Assignment
Using the data that follows, return exactly the lines from the one that contains "Target: highway" through the one that contains "Mark one point on every instance of the truck", ends included.

Region pointing data
——

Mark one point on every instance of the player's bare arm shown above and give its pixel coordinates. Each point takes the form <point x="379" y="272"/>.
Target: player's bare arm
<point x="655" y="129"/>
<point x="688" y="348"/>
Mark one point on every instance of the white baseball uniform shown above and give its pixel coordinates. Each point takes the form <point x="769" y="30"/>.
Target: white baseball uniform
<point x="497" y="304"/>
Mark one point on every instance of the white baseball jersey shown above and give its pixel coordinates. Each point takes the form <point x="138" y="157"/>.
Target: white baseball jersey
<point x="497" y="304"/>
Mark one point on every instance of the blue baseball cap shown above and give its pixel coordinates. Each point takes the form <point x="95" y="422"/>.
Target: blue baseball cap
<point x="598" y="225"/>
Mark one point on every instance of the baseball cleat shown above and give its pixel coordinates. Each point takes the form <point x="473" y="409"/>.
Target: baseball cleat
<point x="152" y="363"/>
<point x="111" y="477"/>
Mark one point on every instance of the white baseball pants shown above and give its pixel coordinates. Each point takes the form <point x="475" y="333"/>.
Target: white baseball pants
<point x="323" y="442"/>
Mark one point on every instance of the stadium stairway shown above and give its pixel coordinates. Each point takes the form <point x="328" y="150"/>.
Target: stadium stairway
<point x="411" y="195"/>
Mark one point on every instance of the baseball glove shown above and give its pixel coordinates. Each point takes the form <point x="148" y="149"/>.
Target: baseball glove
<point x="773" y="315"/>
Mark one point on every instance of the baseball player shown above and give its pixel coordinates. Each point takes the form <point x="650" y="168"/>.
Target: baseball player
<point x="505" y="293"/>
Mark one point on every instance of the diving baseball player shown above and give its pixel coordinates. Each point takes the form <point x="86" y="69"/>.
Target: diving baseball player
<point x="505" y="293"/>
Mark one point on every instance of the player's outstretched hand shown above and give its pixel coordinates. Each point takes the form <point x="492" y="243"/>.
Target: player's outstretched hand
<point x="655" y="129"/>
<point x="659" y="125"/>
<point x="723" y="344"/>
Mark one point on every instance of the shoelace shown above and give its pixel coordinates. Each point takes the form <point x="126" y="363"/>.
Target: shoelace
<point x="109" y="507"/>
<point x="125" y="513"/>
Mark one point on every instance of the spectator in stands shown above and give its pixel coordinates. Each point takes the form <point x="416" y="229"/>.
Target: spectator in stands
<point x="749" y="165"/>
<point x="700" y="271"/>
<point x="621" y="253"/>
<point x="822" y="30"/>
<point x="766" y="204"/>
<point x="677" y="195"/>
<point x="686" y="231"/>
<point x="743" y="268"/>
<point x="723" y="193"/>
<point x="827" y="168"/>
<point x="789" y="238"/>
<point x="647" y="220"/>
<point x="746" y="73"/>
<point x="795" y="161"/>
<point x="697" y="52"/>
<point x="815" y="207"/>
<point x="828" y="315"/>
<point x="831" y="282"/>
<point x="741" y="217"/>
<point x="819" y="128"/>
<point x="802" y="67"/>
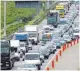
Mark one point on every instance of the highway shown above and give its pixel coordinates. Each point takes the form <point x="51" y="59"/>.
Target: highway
<point x="69" y="59"/>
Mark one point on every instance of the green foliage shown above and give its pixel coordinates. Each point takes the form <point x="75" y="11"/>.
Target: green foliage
<point x="13" y="13"/>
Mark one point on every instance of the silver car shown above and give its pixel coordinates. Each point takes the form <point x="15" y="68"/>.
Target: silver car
<point x="28" y="67"/>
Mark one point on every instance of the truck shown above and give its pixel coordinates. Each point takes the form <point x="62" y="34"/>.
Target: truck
<point x="7" y="55"/>
<point x="53" y="18"/>
<point x="33" y="58"/>
<point x="21" y="36"/>
<point x="32" y="30"/>
<point x="62" y="8"/>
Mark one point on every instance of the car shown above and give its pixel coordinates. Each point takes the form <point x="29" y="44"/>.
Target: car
<point x="45" y="51"/>
<point x="67" y="38"/>
<point x="29" y="46"/>
<point x="57" y="43"/>
<point x="23" y="47"/>
<point x="28" y="67"/>
<point x="76" y="32"/>
<point x="17" y="56"/>
<point x="33" y="58"/>
<point x="52" y="48"/>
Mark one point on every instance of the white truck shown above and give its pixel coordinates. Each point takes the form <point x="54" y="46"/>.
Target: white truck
<point x="16" y="45"/>
<point x="33" y="33"/>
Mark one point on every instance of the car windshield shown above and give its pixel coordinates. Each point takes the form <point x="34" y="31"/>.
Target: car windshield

——

Solution
Target: highway
<point x="69" y="59"/>
Mark one point on every instance of the green foliage shown above and give its pixel coordinates. Each point takes the form <point x="75" y="11"/>.
Target: green foliage
<point x="13" y="13"/>
Mark one point on every instance of the silver car shown above and give its pixel coordinates. Each point takes the form <point x="15" y="68"/>.
Target: silver car
<point x="28" y="67"/>
Mark one point on every instance of the truck shown above and give its pixel coordinates. Each point takes the form <point x="62" y="34"/>.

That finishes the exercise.